"Werde hier nun einige Worte niederschreiben, wie sie mir aus dem Herzen kommen. Wenn ich sie auch mit gefesselten Händen schreibe, aber immer noch besser, als wenn der Wille gefesselt wäre. Offensichtlich zeigt Gott manchmal seine Kraft, die er den Menschen zu geben vermag, die ihn lieben und nicht das Irdische dem Ewigen vorziehen. Nicht Kerker, nicht Fesseln, auch nicht der Tod sind imstande, einen von der Liebe Gottes zu trennen, ihm seinen Glauben und den freien Willen zu rauben. Gottes Macht ist unbesiegbar. […]
Wenn man für jeden Menschen sich solche Mühe geben möchte, von der schweren Sünde und daher vor dem ewigen Tode zu erretten, als man sich Mühe gibt, vom irdischen Tode mich zu erretten, so müßte wahrscheinlich schon der Himmel auf dieser Welt sein."
(Aus den Aufzeichnungen des Franz Jägerstätter im Gefängnis in Berlin/Tegel, Juli/August 1943)
Franz Jägerstätter wurde am 20.5.1907 in St.Radegund als uneheliches Kind der Bauernmagd Rosalia Huber und des Franz Bachmeier geboren. Die Eltern konnten, wohl aus Armutsgründen, nicht heirateten. Sein Vater ging weg, die Mutter heiratete den Bauern Jägerstätter, der das mitgebrachte Kind adoptierte. Franz wuchs allerdings beim Stiefgroßvater auf, der ihm Lesen und Schreiben beibrachte und ausgewählte Bücher aus seiner umfangreichen Bibliothek nahebrachte. In der Jugend zeigte sich die stürmische Lebenslust. Jägerstätter besaß das erste Motorrad im Dorf, ging dann auf den steirischen Erzberg, wo wilde, keinesfalls katholische Sitten herrschten. Als sein Stiefvater sah, daß der Verbindung mit seiner Frau keine Kinder entsprangen, vermachte er seinen Hof seinem Adoptivsohn. Da war Jägerstätter schon Vater von Hildegard, die er mit der Bauernmagd Theresia Auer gezeugt hatte, wiewohl ihm die Mittel fehlten, einen ordentlichen Hausstand zu gründen. Dann, bereits Bauer am Hof, heiratete er die um 6 Jahre jüngere Franziska Schwaninger. Der Verbindung entsprangen 3 Töchter, Maria, Aloisia und Rosalia. Alle seine Töchter wie auch seine Frau leben heute noch.
-.-.-
• **Aufgaben**
1: Nennen Sie alle Töchter Franz Jägerstätters, die im Text über Franz Jägerstätter mit Namen genannt werden.
2: Beantworten Sie anhand des Textes über Franz Jägerstätter die folgenden Fragen:
(a) Wann und wo wurde Franz Jägerstätter geboren?
(b) Wo und wann entstanden die zitierten Aufzeichnungen?
(c) Wer brachte ihm Lesen und Schreiben bei?

• **Datensätze**
-.-.-
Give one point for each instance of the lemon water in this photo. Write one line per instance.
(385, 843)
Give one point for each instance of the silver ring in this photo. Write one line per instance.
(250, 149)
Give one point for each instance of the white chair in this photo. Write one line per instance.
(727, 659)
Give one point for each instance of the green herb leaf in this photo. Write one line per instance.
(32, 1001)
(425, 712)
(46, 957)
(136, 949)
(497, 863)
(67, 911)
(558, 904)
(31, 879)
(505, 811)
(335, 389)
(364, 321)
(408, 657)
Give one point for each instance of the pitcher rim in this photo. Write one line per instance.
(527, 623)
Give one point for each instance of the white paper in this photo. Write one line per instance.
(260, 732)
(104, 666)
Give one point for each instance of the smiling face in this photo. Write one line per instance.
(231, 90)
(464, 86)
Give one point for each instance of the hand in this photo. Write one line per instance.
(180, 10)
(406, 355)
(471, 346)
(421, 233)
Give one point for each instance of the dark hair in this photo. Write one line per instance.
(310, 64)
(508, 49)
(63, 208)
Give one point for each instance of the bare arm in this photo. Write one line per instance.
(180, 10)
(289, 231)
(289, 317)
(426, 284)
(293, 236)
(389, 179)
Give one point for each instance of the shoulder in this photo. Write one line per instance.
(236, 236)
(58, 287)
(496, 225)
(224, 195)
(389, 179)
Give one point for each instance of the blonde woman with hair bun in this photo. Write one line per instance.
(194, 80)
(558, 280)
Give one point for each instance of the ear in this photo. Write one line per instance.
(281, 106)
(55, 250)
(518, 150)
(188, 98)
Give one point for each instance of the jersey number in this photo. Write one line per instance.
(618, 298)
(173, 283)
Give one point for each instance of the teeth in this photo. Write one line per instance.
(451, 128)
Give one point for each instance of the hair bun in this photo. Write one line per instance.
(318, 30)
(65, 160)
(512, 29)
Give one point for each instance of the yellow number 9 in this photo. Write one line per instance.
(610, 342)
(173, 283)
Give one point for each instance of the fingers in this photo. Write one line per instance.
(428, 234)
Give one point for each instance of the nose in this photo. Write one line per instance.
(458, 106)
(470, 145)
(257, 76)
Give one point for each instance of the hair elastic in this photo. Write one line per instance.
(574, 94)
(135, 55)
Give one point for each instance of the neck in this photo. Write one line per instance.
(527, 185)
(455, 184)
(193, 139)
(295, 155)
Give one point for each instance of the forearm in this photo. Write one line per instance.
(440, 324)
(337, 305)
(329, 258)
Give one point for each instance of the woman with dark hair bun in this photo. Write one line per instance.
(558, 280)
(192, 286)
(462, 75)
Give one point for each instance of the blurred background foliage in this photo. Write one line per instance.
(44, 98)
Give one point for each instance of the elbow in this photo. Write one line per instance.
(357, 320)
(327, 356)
-.-.-
• **Lösungen**
1: Hildegard, Maria, Aloisia, Rosalia

2:
(a) Am 20.5.1907 in St. Radegund.
(b) Im Gefängnis in Berlin/Tegel, Juli/August 1943.
(c) Sein Stiefgroßvater.